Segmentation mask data
=====
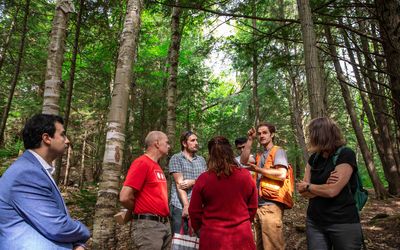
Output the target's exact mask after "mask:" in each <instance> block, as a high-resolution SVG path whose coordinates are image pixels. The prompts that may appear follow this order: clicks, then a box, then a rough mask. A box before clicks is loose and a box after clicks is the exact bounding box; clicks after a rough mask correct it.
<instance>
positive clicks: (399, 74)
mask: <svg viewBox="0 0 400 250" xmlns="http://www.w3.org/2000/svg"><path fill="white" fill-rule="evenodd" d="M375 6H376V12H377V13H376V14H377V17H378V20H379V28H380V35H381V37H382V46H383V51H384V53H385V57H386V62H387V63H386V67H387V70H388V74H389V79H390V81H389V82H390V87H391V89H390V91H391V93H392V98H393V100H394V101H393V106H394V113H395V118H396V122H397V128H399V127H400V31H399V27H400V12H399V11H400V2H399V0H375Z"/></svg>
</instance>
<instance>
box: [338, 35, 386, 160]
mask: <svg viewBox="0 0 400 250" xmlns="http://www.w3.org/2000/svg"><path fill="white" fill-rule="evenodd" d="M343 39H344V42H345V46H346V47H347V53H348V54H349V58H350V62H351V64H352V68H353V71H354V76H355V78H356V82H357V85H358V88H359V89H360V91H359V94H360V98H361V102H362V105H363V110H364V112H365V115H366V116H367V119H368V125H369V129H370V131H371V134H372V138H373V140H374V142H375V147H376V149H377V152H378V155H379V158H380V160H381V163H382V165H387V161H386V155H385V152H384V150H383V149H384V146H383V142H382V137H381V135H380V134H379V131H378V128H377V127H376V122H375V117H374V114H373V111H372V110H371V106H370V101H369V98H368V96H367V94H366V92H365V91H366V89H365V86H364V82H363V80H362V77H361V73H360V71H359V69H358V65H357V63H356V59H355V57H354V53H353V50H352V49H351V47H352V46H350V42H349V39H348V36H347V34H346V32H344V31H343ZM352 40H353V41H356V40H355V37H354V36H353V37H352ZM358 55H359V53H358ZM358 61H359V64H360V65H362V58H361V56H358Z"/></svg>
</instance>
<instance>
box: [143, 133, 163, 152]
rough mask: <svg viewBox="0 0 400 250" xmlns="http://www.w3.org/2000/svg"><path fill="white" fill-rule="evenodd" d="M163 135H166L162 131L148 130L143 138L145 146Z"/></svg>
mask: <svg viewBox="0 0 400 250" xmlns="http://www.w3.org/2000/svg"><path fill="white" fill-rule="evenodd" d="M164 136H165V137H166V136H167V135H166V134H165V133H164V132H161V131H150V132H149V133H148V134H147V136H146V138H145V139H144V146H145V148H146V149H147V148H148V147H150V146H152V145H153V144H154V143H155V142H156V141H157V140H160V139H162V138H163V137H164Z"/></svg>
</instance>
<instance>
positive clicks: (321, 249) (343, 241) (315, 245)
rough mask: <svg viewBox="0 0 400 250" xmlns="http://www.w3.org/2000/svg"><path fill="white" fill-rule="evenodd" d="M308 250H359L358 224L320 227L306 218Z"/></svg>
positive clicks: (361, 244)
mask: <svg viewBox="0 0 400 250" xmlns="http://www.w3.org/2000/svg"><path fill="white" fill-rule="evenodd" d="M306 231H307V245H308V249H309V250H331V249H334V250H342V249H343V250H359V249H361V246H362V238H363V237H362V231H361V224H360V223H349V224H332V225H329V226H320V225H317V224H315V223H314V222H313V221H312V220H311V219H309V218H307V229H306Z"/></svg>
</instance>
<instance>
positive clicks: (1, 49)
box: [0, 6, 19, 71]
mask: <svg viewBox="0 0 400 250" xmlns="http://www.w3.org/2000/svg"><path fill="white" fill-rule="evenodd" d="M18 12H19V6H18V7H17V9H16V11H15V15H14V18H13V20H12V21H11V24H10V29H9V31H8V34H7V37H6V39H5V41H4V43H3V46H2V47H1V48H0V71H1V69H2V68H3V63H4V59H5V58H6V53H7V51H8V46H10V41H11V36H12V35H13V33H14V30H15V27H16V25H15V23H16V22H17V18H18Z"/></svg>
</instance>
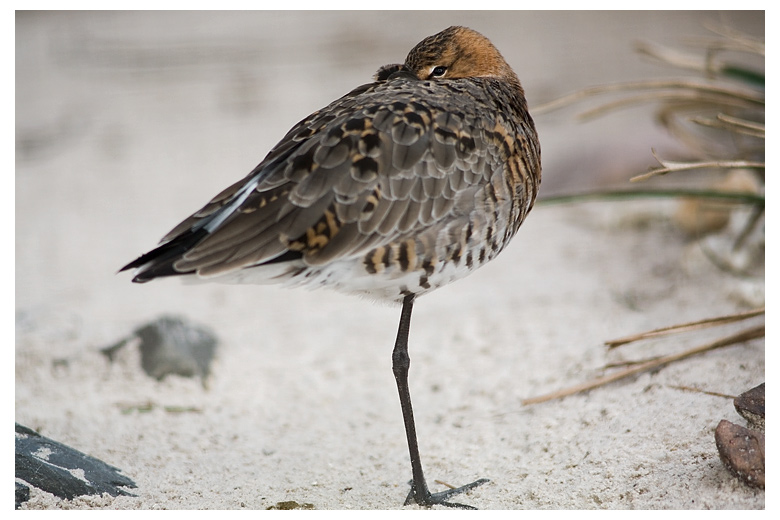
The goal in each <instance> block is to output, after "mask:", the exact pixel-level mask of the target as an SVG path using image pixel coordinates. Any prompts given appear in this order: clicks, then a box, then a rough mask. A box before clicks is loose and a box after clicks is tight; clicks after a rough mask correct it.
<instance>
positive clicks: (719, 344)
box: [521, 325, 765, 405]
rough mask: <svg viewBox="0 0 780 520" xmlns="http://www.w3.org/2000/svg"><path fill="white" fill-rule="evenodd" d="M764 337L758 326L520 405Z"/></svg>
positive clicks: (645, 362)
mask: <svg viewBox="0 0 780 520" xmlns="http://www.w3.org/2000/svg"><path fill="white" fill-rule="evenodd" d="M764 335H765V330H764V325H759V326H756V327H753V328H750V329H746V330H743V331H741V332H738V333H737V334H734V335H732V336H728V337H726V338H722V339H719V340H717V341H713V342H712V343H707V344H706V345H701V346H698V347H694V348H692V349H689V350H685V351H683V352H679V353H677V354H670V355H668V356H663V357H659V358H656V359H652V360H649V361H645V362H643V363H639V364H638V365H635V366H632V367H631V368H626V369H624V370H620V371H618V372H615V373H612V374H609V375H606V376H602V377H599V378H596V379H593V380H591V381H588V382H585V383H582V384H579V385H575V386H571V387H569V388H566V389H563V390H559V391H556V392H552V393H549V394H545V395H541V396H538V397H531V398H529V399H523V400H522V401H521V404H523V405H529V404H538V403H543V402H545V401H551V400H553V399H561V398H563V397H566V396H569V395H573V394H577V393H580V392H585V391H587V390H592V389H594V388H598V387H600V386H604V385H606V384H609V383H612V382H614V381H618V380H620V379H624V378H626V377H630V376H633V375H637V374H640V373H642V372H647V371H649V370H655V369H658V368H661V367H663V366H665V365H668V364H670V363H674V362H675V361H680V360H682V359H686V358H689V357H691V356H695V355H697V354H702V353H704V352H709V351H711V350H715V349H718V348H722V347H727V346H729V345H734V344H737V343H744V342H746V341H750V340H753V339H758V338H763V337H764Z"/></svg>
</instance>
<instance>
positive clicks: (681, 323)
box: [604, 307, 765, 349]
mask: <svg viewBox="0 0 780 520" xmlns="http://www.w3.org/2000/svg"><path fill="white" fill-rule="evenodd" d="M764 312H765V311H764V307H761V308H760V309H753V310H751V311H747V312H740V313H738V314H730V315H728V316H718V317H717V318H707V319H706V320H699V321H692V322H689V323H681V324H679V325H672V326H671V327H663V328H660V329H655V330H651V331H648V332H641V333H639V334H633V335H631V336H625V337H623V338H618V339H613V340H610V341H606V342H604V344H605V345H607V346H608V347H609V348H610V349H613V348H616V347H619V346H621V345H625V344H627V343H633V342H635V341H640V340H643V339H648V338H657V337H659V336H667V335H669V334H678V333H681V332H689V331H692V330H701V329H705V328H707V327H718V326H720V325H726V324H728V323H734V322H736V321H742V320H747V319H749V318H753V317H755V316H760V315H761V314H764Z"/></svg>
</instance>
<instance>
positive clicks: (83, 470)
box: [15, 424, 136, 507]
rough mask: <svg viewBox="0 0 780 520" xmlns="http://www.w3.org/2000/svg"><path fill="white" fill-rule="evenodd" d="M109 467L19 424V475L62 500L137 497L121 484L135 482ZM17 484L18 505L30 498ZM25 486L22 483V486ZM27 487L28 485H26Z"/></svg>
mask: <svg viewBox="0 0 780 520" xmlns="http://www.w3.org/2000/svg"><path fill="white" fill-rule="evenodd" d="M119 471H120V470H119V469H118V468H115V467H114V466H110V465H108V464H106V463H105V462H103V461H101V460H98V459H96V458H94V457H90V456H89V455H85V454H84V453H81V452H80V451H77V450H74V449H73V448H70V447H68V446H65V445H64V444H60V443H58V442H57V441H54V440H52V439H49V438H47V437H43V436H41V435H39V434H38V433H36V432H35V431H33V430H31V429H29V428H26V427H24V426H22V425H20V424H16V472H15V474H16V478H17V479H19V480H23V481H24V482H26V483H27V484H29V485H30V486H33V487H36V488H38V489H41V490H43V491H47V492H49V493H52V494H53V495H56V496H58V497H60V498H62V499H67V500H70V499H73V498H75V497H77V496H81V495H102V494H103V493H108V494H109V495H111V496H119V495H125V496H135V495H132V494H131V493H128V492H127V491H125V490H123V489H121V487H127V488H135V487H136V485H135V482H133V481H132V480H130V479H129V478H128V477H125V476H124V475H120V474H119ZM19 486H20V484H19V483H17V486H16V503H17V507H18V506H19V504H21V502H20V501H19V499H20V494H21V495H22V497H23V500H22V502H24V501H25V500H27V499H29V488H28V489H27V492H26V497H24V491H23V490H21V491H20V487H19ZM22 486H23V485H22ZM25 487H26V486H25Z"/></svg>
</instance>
=====
## Problem details
The lines to show are those in the data above that include "this".

## Reply
Output the target's exact mask after "mask:" in each <instance> block, as a high-resolution SVG path whose coordinates are image pixels. The prompts that may appear follow this order: clicks, then a box, then a rough mask. A box before clicks is loose and a box after clicks is the exact bounding box; clicks after a rough mask correct it.
The goal in each <instance> block is to output, after "mask:", the exact pixel-level mask of the target as an SVG path using image pixel coordinates. Any prompts given appear in this order: clicks, then a box, then a rough mask. A box before clicks is loose and a box after clicks is tight; clicks after a rough mask correct it.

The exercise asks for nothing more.